SELECTED EXTRACT:

━━━━━━━━━━━━━━━━━━━━

29. At approximately 3:55:14, N5138E was observed on radar to be making a 180° turn to the left, contrary to the instruction given previously to turn 10° to the right (from 290° to 300°). Except for an unintelligible or aborted attempt at communication at 3:55:19, the Cessna was never heard from again. There was no reply to the repeated attempts of Approach Control to contact the flight. Subsequently, its wreckage, together with the bodies of Kullberg, Rowe, and Smith was found strewn about a hillside near Monroeville, Pennsylvania, approximately 22 miles east of GPA and 2 miles east of the position where it was last observed on radar.
30. The rate of descent of the Cessna from 12,600 feet to 11,000 feet in 2 minutes was 800 feet per minute.
31. At the same rate of descent, by 3:55:19 the Cessna would have descended into the solid overcast to an altitude of approximately 7,800 feet (700 feet into the overcast).
32. As of 3:55:19, when obviously in trouble, the Cessna was in the overcast for not more than a minute. This was an insufficient period for it to accumulate a disabling ice formation.
33. In any event, there is no evidence of icing conditions at or above 5,000 feet at that time and place.
34. Icing usually occurs only in clouds (T., pp. 203-204). Although the Capital pilot, in the investigational aftermath of the Cessna's crash, reported that his aircraft had accumulated ice in its quick descent from 5,000 to 3,000 feet, there is no evidence of any ice forming on the Cessna at any time. The Cessna was in difficulty before reaching 5,000 feet.
35. During its descent, the Cessna never complained of icing; the Cessna never complained of turbulence; the Cessna never declared an emergency or gave any indication of difficulty.

━━━━━━━━━━━━━━━━━━━━

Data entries
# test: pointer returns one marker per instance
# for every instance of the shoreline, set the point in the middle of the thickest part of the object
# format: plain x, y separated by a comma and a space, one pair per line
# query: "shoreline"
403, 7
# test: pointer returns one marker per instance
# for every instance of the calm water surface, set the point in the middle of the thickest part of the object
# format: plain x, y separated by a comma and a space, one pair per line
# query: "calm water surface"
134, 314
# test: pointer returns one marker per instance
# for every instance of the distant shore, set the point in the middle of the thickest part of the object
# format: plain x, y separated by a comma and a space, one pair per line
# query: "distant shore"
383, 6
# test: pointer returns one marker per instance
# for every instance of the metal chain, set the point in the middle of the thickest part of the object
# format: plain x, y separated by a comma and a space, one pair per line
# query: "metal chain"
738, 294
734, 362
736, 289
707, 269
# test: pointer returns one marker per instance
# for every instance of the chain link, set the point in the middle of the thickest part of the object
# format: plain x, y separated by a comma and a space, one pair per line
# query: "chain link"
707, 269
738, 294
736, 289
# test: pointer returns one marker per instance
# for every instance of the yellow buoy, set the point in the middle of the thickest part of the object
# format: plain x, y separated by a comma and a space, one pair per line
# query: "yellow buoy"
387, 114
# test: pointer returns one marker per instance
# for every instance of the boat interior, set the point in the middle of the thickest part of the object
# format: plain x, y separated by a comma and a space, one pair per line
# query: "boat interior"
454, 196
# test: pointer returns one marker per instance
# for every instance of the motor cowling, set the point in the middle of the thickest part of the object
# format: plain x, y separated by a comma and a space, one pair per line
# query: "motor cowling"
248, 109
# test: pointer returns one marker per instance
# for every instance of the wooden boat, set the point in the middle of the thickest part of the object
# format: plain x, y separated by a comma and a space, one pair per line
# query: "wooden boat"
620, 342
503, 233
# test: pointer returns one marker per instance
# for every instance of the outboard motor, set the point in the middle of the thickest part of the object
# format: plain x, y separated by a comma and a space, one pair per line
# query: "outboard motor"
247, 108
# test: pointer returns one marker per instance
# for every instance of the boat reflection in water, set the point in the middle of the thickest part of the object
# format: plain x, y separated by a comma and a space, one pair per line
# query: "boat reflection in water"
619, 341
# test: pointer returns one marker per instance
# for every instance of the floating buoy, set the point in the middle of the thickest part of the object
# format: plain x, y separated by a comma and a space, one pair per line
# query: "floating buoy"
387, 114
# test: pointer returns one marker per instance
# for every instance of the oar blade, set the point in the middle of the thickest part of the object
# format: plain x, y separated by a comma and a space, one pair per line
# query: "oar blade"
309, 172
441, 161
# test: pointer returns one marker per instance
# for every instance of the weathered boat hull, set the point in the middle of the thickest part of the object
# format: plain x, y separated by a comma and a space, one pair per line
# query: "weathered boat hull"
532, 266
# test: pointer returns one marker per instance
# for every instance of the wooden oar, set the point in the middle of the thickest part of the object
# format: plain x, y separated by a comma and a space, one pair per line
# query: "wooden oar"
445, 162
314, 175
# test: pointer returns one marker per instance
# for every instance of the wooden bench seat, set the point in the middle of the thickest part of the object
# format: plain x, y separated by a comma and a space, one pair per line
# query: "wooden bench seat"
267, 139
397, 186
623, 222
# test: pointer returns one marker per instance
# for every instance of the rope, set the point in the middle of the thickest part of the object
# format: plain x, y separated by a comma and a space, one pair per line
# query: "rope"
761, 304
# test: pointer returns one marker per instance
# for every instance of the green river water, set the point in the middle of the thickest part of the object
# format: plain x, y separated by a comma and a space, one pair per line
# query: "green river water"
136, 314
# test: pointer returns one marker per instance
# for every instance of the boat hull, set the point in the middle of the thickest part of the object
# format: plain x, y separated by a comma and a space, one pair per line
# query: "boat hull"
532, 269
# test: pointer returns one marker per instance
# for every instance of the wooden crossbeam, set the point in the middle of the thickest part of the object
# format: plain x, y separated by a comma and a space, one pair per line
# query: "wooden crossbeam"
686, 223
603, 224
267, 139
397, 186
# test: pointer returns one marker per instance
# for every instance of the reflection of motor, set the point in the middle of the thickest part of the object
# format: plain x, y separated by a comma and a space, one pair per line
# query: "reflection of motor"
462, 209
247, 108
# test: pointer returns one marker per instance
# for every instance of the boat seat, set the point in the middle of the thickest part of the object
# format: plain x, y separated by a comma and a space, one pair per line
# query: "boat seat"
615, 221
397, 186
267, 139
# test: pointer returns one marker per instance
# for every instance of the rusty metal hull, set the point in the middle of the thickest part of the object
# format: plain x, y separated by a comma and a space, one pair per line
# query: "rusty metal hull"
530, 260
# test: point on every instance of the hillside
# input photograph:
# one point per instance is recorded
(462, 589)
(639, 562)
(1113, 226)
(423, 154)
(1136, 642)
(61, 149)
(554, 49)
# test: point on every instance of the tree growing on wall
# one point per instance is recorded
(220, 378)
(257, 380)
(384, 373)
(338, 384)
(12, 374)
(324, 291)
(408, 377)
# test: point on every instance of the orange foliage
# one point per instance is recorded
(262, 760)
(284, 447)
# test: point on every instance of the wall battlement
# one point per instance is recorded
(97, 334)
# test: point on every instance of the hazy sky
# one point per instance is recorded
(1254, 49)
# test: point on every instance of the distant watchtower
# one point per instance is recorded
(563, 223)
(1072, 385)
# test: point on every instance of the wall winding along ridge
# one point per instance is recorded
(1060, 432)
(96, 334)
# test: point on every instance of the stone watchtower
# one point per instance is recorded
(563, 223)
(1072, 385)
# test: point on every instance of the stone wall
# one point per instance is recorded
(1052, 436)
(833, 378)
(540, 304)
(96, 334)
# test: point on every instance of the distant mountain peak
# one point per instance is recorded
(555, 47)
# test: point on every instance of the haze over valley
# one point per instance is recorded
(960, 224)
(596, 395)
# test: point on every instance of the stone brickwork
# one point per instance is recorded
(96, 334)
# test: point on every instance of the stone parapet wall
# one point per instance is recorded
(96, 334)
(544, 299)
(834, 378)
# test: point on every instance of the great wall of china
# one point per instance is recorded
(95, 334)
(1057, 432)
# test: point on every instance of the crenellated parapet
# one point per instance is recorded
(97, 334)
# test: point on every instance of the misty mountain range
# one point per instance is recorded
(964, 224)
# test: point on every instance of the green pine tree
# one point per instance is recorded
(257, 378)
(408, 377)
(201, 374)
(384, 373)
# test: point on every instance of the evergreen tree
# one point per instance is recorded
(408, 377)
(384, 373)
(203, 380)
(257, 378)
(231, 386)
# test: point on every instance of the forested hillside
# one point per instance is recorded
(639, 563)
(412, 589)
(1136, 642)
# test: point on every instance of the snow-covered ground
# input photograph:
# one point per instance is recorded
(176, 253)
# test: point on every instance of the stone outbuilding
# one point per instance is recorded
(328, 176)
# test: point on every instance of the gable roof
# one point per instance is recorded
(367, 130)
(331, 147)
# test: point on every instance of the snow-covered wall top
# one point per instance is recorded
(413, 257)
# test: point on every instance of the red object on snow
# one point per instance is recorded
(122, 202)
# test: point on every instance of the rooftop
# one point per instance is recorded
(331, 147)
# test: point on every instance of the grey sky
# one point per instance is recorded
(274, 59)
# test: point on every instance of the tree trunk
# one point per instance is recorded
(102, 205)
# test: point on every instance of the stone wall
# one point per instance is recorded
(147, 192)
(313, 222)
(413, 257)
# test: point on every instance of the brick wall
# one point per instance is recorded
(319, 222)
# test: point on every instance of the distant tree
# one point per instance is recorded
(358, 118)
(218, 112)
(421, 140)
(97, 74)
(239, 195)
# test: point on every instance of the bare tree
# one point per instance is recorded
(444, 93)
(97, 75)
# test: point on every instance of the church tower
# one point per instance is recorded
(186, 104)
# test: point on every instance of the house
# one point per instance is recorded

━━━━━━━━━━━━━━━━━━━━

TASK TO CARRY OUT: Copy out the numbered findings about the Cessna's descent from above, word for word and in full.

FINAL RESULT:
29. At approximately 3:55:14, N5138E was observed on radar to be making a 180° turn to the left, contrary to the instruction given previously to turn 10° to the right (from 290° to 300°). Except for an unintelligible or aborted attempt at communication at 3:55:19, the Cessna was never heard from again. There was no reply to the repeated attempts of Approach Control to contact the flight. Subsequently, its wreckage, together with the bodies of Kullberg, Rowe, and Smith was found strewn about a hillside near Monroeville, Pennsylvania, approximately 22 miles east of GPA and 2 miles east of the position where it was last observed on radar.
30. The rate of descent of the Cessna from 12,600 feet to 11,000 feet in 2 minutes was 800 feet per minute.
31. At the same rate of descent, by 3:55:19 the Cessna would have descended into the solid overcast to an altitude of approximately 7,800 feet (700 feet into the overcast).
32. As of 3:55:19, when obviously in trouble, the Cessna was in the overcast for not more than a minute. This was an insufficient period for it to accumulate a disabling ice formation.
33. In any event, there is no evidence of icing conditions at or above 5,000 feet at that time and place.
34. Icing usually occurs only in clouds (T., pp. 203-204). Although the Capital pilot, in the investigational aftermath of the Cessna's crash, reported that his aircraft had accumulated ice in its quick descent from 5,000 to 3,000 feet, there is no evidence of any ice forming on the Cessna at any time. The Cessna was in difficulty before reaching 5,000 feet.
35. During its descent, the Cessna never complained of icing; the Cessna never complained of turbulence; the Cessna never declared an emergency or gave any indication of difficulty.